-- start of Input material --

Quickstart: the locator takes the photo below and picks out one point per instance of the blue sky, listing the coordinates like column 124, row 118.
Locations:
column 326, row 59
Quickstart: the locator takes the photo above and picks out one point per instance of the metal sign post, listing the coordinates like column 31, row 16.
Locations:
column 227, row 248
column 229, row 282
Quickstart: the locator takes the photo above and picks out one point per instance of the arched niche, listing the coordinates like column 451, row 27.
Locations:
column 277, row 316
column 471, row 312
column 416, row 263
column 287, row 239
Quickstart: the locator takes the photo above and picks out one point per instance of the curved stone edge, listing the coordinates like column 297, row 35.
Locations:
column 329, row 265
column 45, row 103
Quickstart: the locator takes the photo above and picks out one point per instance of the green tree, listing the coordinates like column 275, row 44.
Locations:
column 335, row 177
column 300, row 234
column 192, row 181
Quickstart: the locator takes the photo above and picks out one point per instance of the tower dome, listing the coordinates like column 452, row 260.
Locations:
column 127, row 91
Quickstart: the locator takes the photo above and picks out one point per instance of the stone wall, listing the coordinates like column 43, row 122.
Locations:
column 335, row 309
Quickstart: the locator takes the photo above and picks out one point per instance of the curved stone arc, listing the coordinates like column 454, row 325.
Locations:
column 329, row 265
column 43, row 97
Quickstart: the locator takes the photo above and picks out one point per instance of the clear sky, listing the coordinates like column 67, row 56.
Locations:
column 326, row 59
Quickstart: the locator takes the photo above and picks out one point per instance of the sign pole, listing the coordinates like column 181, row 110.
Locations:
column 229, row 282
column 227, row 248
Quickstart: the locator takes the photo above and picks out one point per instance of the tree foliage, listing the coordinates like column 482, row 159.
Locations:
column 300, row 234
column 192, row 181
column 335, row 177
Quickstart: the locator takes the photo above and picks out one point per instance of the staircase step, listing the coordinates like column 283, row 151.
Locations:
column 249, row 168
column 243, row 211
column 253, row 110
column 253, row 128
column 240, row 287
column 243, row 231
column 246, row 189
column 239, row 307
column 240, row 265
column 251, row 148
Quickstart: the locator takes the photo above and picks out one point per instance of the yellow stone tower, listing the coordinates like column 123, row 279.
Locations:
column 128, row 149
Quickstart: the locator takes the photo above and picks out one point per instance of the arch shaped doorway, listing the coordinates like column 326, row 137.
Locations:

-- end of Input material --

Exercise objective.
Return all the data above once more, precisely as given.

Solution below.
Quickstart: the locator takes the photo below and picks out one point per instance of the blue sky, listing the coordinates like column 124, row 118.
Locations:
column 326, row 59
Quickstart: the locator takes the photo above and picks out one point per instance of the metal sign post, listing the coordinates like column 31, row 16.
Locations:
column 227, row 248
column 229, row 282
Quickstart: the locator takes the photo above and picks out one point per instance of the arched niche, listing the coordinates like column 451, row 27.
Locations:
column 277, row 316
column 471, row 312
column 416, row 263
column 287, row 239
Quickstart: the locator takes the photo above and picks out one point per instance of the curved stone edge, listing the coordinates like column 297, row 35.
Locations:
column 329, row 265
column 45, row 103
Quickstart: the locator takes the photo above and picks out one point per instance of the green tree, listing the coordinates like column 275, row 44.
Locations:
column 335, row 177
column 300, row 234
column 192, row 181
Quickstart: the locator takes the photo above and picks out one point per instance of the tower dome, listing the coordinates like column 452, row 260.
Locations:
column 127, row 91
Quickstart: the locator takes the photo above and picks out one point per instance of the stone wall, listing the coordinates like column 43, row 122.
Locations:
column 335, row 309
Quickstart: the locator takes the photo above and picks out one point per instance of the curved stone arc, listing the coordinates like column 454, row 325.
Locations:
column 329, row 265
column 43, row 97
Quickstart: the locator takes the photo above and picks out one point per instance of the clear sky, listing the coordinates like column 67, row 56.
Locations:
column 326, row 59
Quickstart: the locator takes the photo above and picks out one point per instance of the sign pole, listing the coordinates like column 181, row 110.
Locations:
column 229, row 282
column 227, row 248
Quickstart: the locator takes the photo above and picks out one point per instance of the tree foliage, listing the coordinates like column 482, row 159.
Locations:
column 300, row 234
column 192, row 181
column 335, row 177
Quickstart: the locator takes the photo above and picks out one point per instance of the staircase step, listing the coordinates like column 283, row 151.
Locations:
column 249, row 168
column 243, row 211
column 253, row 110
column 253, row 128
column 240, row 287
column 243, row 231
column 246, row 189
column 239, row 307
column 240, row 265
column 251, row 148
Quickstart: the locator takes the photo above and picks out one point per instance of the yellow stone tower, listing the coordinates like column 123, row 279.
Locations:
column 128, row 149
Quickstart: the locator takes the photo above and picks out one point per instance of the arch shaped doorway, listing the coordinates like column 326, row 137.
Locations:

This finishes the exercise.